--- Quoted passage Enclosed Below ---
Not all the public school students who come to our school are bad. I had a one-on-one class with one student who goes to Tianyi High School and he was telling me about his day. The class topic was “A Day in a Life,” and so I grilled him on a typical day he had at school. It was quite regulated from 545 AM in the morning to 630 at night, and he had little free time.

After school, I meet Jenny & Tony at the Suning Plaza where we had supper. We would have had a perfect meal at the Grandma's Restaurant if they hadn't forgotten to have brought out the fried potatoes I had ordered. They came ten minutes after we had finished all our other dishes, and of course when I finally got them, I could see that they were cooked hastily. [That's been happening a lot lately when I go to restaurants. Three weeks ago, they screwed my order at Pizza Hut and when the pizza did come, the toppings were all piled in the center of the pizza, leaving me with a four inch crust edge. It was another case of a cook hastily preparing a late dish. This morning, I was mistakenly given bean milk instead of coffee with my take away McDonald's breakfast.]

We then went to the Baoli Carrefour to buy some margarine and some ground beef – it was sold out.

We then took the taxi home [A rare thing.] and the driver didn't know the way.

China has a lot of people and a lot of mediocrity.

I was listening to a Dennis Prager Podcast (from the American Conservative University series of podcasts that can be had at the Itunes Store) and it really struck a never with me. Prager was doing a Happiness Hour episode about how happy people choose good people as their friends. I listened and I thought I now had a reason to justify my friendlessness – I have met few good people out here in Wuxi, among the foreigners. [The good ones I have meet are Steve Wall, HM and the Fritzs. And there are a few others.] Of course, I can't claim to be a good person myself. I feel I am in a situation where there isn't much to be done but keep to myself and make efforts to seek out some good people.
--- End of Enclosed Quoted passage ---
--- Records supplied Enclosed Below ---
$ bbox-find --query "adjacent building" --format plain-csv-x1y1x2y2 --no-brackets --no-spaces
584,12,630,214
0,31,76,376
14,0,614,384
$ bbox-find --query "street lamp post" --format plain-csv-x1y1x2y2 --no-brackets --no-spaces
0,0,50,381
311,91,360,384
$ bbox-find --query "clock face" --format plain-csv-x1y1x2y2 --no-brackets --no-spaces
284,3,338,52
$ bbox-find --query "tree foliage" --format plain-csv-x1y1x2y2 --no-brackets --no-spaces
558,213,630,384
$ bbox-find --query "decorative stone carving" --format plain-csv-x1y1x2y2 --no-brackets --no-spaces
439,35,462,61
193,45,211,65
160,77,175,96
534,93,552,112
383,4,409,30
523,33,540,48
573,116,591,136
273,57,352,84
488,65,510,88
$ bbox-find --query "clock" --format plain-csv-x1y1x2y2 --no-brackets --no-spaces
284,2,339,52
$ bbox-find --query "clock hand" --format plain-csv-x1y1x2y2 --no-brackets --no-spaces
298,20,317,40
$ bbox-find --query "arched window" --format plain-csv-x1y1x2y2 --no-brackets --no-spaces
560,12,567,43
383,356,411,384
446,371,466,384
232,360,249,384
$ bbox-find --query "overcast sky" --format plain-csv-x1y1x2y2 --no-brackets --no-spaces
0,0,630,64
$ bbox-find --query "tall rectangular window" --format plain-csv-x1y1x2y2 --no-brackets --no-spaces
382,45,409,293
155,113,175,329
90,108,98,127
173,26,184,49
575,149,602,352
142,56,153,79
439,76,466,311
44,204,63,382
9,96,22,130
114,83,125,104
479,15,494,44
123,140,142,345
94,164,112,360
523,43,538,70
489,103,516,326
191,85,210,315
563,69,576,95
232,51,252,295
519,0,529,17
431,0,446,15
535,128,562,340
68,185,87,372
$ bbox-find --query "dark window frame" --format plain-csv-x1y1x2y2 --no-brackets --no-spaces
--- End of Enclosed Records supplied ---
[Tasks to carry out]
(a) Reproduce the part of the journal entry that begins at the words "We then went" and stops after "lot of mediocrity.".
(b) Say whether each statement agrees with the journal entry, answering yes or no and quoting the deciding words of the journal entry exactly: (i) The fried potatoes arrived after the other dishes had been finished. (ii) The taxi driver knew the way. (iii) With the take-away McDonald's breakfast, coffee was given in place of bean milk.

[Outputs in order]
(a)
We then went to the Baoli Carrefour to buy some margarine and some ground beef – it was sold out.

We then took the taxi home [A rare thing.] and the driver didn't know the way.

China has a lot of people and a lot of mediocrity.

(b)
(i) Yes: "They came ten minutes after we had finished all our other dishes"
(ii) No: "the driver didn't know the way."
(iii) No: "I was mistakenly given bean milk instead of coffee with my take away McDonald's breakfast."